Provided text:

Silver lining

CEBU, Philippines — While the entire country coached the coach and mourned the loss of, or the lost Gilas Pilipinas, EJ Obiena rewrote history in the world athletics championships. Last year he touched down to bronze that glittered more than gold. He was the first Filipino, man or woman, to ever medal in the worlds. Not even the great Lydia de Vega came close.

Even if the pride of Tondo, Manila is not a product of hard work of the articulate beauty queen, this year he lifted the country so high to enable its basketball blinded, er, minded countrymen in record attendance to see light amid the darkness of a sting, er, string, of so near yet so far bid at the FIBA World Cup.

Not only did the equally articulate jumper gave his country a silver, he reminded his short countrymen that basketball is not their way to world excellence in sports. Pole vault is. Boxing of course. Or gymnastics where height is not might. Look at the diminutive Carlos Yulo with gigantic feat.

Ironically, the 6’2” Obiena is probably tall enough to play in the country’s premiere basketball league, but definitely too short to matter in the company of world stilts and giants. Don’t expect any, er, many more of Kai Sotto and June Mar Fajardo, they are exceptional exceptions to the reality that the Filipino race is short. Not a self-inflicted racial slur, but a national roar nobody heard at all.

Exercise tasks:
**1)** According to the Silver lining text, who was the first Filipino, man or woman, to ever medal at the world athletics championships?
**2)** In the Silver lining text, swap "bronze" for "a bronze medal" throughout the passage that begins at the words "Silver lining" and stops after "FIBA World Cup.".

Extracted records:
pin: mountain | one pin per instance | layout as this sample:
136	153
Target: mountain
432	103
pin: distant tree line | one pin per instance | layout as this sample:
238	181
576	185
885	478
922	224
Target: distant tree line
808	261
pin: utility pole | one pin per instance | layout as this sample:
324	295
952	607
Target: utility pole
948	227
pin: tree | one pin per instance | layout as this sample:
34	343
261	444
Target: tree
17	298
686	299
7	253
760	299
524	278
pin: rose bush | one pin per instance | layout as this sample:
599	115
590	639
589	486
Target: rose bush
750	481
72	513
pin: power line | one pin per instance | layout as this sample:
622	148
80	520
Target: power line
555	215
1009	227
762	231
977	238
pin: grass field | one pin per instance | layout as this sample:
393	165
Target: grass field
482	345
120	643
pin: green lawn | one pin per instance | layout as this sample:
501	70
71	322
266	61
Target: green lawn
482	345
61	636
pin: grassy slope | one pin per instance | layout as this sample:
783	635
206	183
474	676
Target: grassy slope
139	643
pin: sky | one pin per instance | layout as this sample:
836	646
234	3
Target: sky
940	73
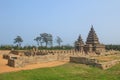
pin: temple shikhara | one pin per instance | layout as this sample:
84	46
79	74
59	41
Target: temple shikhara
92	43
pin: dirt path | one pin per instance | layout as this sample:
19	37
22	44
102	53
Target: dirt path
5	68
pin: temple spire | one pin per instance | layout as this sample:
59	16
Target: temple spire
92	37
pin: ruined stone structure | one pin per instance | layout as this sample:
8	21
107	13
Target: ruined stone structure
92	43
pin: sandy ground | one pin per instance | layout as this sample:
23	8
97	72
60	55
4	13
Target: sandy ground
5	68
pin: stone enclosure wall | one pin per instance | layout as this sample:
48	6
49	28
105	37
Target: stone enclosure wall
94	62
38	57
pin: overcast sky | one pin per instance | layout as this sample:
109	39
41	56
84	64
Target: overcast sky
64	18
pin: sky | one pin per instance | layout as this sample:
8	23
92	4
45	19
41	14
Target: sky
64	18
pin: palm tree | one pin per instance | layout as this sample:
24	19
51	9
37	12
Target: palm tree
59	40
18	40
38	40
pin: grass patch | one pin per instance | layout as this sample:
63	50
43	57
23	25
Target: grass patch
69	71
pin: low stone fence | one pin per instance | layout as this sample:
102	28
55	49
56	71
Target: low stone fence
94	62
21	61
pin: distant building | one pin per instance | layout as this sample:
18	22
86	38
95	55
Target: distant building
92	44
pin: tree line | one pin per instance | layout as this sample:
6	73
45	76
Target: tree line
43	40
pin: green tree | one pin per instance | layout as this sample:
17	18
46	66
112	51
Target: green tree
59	40
38	40
47	38
18	40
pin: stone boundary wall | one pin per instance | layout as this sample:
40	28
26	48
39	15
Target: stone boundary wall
94	62
41	56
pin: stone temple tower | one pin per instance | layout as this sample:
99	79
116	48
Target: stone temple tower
92	43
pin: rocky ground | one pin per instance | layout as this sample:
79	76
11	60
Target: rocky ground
5	68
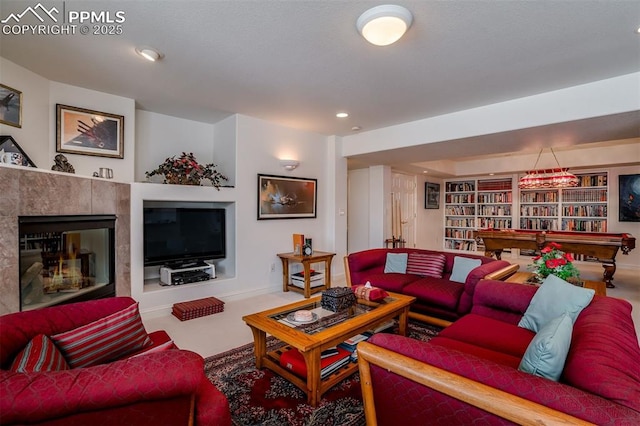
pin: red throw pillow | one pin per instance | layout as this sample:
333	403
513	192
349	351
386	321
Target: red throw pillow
40	354
106	339
373	294
429	265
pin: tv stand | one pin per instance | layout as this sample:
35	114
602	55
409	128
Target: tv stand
186	275
185	265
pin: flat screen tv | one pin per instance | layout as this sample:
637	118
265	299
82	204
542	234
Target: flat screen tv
181	236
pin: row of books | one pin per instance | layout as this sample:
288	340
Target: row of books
492	185
331	359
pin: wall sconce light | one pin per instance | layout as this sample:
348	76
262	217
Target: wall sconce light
289	165
149	53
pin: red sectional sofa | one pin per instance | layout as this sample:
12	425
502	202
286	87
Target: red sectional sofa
476	360
435	297
157	387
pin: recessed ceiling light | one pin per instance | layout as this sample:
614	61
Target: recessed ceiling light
149	53
385	24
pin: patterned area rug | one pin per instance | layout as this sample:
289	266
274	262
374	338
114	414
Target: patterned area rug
261	397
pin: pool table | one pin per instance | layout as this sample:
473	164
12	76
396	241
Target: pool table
599	245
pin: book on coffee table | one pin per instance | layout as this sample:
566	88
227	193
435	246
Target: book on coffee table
293	360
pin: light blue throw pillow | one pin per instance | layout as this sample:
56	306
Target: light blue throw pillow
555	297
546	354
396	262
462	266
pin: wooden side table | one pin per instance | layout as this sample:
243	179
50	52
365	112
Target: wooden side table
316	257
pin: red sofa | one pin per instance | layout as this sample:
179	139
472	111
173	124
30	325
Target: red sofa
163	387
436	298
468	374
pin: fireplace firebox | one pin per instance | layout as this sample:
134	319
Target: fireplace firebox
65	259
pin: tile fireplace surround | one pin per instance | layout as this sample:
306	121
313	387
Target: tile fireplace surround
35	192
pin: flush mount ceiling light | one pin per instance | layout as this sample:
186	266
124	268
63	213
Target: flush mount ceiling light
385	24
548	178
149	53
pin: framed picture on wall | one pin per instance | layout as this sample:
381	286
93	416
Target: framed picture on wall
10	106
431	195
11	153
281	197
629	190
86	132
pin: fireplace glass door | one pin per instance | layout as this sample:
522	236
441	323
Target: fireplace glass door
66	259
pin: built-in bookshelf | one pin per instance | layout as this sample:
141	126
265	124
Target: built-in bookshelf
492	203
495	201
539	209
585	207
460	215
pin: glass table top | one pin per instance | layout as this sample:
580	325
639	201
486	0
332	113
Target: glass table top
323	318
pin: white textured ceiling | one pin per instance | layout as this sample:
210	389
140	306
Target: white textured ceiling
299	62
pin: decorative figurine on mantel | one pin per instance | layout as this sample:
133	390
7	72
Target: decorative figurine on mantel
185	170
61	164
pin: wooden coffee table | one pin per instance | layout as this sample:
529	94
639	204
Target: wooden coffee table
311	339
599	286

Solutions by task:
**1)** EJ Obiena

**2)**
Silver lining

CEBU, Philippines — While the entire country coached the coach and mourned the loss of, or the lost Gilas Pilipinas, EJ Obiena rewrote history in the world athletics championships. Last year he touched down to a bronze medal that glittered more than gold. He was the first Filipino, man or woman, to ever medal in the worlds. Not even the great Lydia de Vega came close.

Even if the pride of Tondo, Manila is not a product of hard work of the articulate beauty queen, this year he lifted the country so high to enable its basketball blinded, er, minded countrymen in record attendance to see light amid the darkness of a sting, er, string, of so near yet so far bid at the FIBA World Cup.